Records from a data source:
⁂
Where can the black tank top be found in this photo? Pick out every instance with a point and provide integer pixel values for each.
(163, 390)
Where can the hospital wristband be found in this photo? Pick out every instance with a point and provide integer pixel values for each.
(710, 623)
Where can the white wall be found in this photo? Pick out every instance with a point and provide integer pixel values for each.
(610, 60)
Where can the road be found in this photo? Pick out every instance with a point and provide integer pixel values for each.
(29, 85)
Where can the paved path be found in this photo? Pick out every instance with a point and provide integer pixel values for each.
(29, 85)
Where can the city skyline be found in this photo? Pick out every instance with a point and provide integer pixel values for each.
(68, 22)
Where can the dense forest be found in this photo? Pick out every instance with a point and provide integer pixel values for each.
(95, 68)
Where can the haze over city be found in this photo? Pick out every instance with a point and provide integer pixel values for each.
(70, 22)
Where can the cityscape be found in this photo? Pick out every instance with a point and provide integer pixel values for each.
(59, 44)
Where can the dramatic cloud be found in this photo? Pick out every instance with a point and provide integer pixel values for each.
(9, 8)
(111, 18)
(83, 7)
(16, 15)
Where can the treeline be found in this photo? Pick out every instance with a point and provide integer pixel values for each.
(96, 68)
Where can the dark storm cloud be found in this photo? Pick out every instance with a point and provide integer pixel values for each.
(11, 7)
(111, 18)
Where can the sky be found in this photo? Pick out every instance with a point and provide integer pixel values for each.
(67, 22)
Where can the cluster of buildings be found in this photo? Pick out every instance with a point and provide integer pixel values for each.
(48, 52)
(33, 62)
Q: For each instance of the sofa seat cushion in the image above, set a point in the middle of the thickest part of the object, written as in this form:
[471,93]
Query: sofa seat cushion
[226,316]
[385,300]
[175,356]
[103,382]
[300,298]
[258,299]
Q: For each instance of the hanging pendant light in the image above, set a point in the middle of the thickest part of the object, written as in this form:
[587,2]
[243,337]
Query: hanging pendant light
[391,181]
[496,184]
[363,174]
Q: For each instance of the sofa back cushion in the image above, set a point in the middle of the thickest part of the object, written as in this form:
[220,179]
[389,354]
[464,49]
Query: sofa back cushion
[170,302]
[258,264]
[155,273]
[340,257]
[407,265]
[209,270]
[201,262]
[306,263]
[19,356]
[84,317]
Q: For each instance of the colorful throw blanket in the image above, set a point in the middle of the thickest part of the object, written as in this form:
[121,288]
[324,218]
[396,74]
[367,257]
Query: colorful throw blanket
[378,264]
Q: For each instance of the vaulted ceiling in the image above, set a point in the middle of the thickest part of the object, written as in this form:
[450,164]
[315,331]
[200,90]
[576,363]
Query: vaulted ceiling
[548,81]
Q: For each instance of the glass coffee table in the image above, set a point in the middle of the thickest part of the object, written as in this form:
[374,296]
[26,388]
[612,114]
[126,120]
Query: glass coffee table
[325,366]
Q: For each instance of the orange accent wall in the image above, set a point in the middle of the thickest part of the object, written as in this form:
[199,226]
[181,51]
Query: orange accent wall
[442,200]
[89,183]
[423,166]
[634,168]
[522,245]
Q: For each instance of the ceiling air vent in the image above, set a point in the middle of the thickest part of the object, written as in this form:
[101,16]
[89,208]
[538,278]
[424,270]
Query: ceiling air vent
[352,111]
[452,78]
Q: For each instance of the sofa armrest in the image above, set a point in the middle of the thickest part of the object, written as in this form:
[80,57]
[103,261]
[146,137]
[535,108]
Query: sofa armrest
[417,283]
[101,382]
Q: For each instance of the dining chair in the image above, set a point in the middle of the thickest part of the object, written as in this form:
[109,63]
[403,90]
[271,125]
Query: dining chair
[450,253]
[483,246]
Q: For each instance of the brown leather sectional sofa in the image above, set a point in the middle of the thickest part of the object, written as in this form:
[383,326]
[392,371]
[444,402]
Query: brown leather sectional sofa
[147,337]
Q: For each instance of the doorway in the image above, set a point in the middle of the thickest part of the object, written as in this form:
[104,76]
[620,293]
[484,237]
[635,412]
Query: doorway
⁂
Problem -
Go through the records and pull out each line that includes the word "doorway".

Written solution -
Q: For each instance of the doorway in the image above, set a point in the middle of the thickest part of the object, written as in this form:
Query: doorway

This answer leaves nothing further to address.